* **THE EXERCISE**: Recast the lines below as a JSON list of strings with one string per line, leaving out any blank lines.

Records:
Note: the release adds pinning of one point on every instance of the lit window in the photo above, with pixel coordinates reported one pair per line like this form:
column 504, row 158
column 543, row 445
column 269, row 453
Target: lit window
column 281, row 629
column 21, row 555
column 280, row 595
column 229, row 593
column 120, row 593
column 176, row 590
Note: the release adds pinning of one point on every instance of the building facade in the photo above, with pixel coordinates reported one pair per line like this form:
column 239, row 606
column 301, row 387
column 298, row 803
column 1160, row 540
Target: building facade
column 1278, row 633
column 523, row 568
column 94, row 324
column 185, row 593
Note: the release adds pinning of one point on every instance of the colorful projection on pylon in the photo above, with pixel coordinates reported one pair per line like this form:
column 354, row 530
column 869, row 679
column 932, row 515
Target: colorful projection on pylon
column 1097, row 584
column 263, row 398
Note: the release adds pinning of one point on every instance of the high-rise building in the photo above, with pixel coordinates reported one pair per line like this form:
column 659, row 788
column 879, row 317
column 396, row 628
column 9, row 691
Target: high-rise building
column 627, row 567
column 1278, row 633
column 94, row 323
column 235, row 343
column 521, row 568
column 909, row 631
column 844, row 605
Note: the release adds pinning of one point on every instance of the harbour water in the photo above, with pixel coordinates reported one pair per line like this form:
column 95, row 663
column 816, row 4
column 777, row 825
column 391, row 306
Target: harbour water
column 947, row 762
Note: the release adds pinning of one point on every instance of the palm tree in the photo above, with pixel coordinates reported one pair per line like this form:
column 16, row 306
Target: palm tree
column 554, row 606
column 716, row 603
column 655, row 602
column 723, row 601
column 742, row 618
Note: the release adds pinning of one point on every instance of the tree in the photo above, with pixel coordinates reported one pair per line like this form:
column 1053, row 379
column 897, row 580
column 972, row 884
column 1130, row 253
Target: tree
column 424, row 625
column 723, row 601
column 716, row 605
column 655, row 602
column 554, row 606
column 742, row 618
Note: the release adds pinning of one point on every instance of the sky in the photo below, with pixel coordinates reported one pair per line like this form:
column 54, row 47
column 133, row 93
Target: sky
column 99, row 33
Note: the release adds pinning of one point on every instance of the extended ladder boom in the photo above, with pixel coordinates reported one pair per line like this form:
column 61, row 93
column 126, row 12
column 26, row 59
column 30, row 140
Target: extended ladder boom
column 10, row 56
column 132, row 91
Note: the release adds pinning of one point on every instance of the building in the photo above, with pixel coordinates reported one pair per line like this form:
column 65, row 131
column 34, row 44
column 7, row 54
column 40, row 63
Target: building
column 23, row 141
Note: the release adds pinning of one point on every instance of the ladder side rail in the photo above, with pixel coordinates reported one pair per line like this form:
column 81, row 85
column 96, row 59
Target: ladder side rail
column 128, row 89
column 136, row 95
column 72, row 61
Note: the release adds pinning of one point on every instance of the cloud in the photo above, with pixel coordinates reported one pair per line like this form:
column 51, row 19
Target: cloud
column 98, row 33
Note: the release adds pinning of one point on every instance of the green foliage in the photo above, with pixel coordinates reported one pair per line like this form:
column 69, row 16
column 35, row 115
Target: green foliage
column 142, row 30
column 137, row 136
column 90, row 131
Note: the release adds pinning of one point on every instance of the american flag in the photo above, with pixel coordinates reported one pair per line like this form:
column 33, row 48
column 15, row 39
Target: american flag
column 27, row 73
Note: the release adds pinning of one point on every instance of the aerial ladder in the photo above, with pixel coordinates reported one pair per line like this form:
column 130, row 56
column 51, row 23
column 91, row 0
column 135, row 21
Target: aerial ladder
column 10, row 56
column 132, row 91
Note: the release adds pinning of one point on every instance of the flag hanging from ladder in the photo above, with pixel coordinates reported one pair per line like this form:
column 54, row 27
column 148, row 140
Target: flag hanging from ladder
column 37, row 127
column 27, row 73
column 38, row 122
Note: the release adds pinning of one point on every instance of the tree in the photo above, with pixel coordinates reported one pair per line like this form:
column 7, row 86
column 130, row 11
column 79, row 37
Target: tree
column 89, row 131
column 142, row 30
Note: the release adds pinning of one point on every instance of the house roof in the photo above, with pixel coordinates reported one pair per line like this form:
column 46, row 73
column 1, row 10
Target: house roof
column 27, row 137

* **REPLY TO THE EXERCISE**:
[
  "Note: the release adds pinning of one point on every instance of the lit window in the photo above, with pixel coordinates reported one pair per line like this form:",
  "column 504, row 158",
  "column 543, row 445",
  "column 269, row 453",
  "Target: lit window",
  "column 281, row 629",
  "column 21, row 555",
  "column 280, row 595",
  "column 229, row 593",
  "column 120, row 593",
  "column 176, row 590",
  "Note: the release adds pinning of one point on every instance of the building facade in the photo above, with pixel coordinates reported one pair per line like this form:",
  "column 239, row 606",
  "column 301, row 387",
  "column 298, row 803",
  "column 1160, row 540",
  "Target: building facade",
  "column 1278, row 633",
  "column 523, row 568",
  "column 94, row 324",
  "column 185, row 593",
  "Note: the release adds pinning of one point on every instance of the colorful projection on pylon in the photo above, with pixel coordinates reported one pair per line like this form:",
  "column 354, row 530",
  "column 869, row 679",
  "column 932, row 515",
  "Target: colorful projection on pylon",
  "column 1097, row 584",
  "column 263, row 398",
  "Note: the release adds pinning of one point on every instance of the high-rise building in the photo above, with pixel coordinates reported one pair per line like this form:",
  "column 659, row 788",
  "column 879, row 317",
  "column 396, row 628",
  "column 9, row 691",
  "Target: high-rise building",
  "column 627, row 567",
  "column 1278, row 633",
  "column 94, row 323",
  "column 235, row 343",
  "column 521, row 568",
  "column 909, row 631",
  "column 844, row 605",
  "Note: the release adds pinning of one point on every instance of the harbour water in the photo above, with pixel coordinates reported one pair per line like this form:",
  "column 95, row 663",
  "column 816, row 4",
  "column 777, row 825",
  "column 391, row 306",
  "Target: harbour water",
  "column 947, row 762",
  "Note: the release adds pinning of one point on every instance of the palm tree in the photo above, with pixel coordinates reported one pair per line like this form:",
  "column 16, row 306",
  "Target: palm tree",
  "column 554, row 606",
  "column 716, row 603",
  "column 655, row 602",
  "column 723, row 601",
  "column 742, row 618",
  "Note: the release adds pinning of one point on every instance of the tree in the photo above, with pixel coordinates reported one pair per line like this form:",
  "column 1053, row 379",
  "column 897, row 580",
  "column 972, row 884",
  "column 1130, row 253",
  "Target: tree",
  "column 424, row 625",
  "column 723, row 601",
  "column 716, row 605",
  "column 655, row 602",
  "column 554, row 606",
  "column 742, row 618",
  "Note: the release adds pinning of one point on every instance of the sky in the photo below, with pixel coordinates reported one pair per line like this form:",
  "column 54, row 47",
  "column 133, row 93",
  "Target: sky",
  "column 99, row 33",
  "Note: the release adds pinning of one point on every instance of the extended ladder boom in the photo above, with pixel coordinates reported one pair per line like this form:",
  "column 61, row 93",
  "column 126, row 12",
  "column 26, row 59",
  "column 30, row 140",
  "Target: extended ladder boom",
  "column 10, row 56",
  "column 132, row 91",
  "Note: the release adds pinning of one point on every instance of the building in the photo above, with pixel coordinates reported one pair per line like this form:",
  "column 65, row 131",
  "column 34, row 44",
  "column 7, row 54",
  "column 40, row 63",
  "Target: building",
  "column 23, row 141",
  "Note: the release adds pinning of one point on every instance of the ladder side rail in the photo above, with pixel coordinates reported one pair per line like this form:",
  "column 81, row 85",
  "column 96, row 59",
  "Target: ladder side rail",
  "column 128, row 89",
  "column 136, row 95",
  "column 72, row 61",
  "Note: the release adds pinning of one point on every instance of the cloud in the photo above, with pixel coordinates reported one pair per line like this form:",
  "column 51, row 19",
  "Target: cloud",
  "column 98, row 33",
  "Note: the release adds pinning of one point on every instance of the green foliage in the photo above, with pixel coordinates reported one pair per line like this form:",
  "column 69, row 16",
  "column 35, row 115",
  "Target: green foliage",
  "column 142, row 30",
  "column 137, row 136",
  "column 90, row 131",
  "Note: the release adds pinning of one point on every instance of the american flag in the photo above, with pixel coordinates reported one pair per line like this form:",
  "column 33, row 48",
  "column 15, row 39",
  "Target: american flag",
  "column 27, row 73",
  "Note: the release adds pinning of one point on every instance of the aerial ladder in the photo above, with pixel coordinates reported one pair per line like this form:",
  "column 130, row 56",
  "column 51, row 23",
  "column 91, row 0",
  "column 135, row 21",
  "Target: aerial ladder",
  "column 10, row 56",
  "column 132, row 91",
  "Note: the release adds pinning of one point on every instance of the flag hanging from ladder in the photo above, with pixel coordinates reported one pair per line like this form:",
  "column 54, row 27",
  "column 148, row 140",
  "Target: flag hanging from ladder",
  "column 37, row 127",
  "column 27, row 73",
  "column 38, row 122",
  "Note: the release adds pinning of one point on every instance of the tree in the photo above, with pixel coordinates reported one pair per line like this form:",
  "column 7, row 86",
  "column 130, row 11",
  "column 79, row 37",
  "Target: tree",
  "column 89, row 131",
  "column 142, row 30",
  "Note: the release adds pinning of one point on every instance of the house roof in the photo above, with pixel coordinates reported one pair per line like this form:",
  "column 46, row 73",
  "column 1, row 10",
  "Target: house roof",
  "column 27, row 137"
]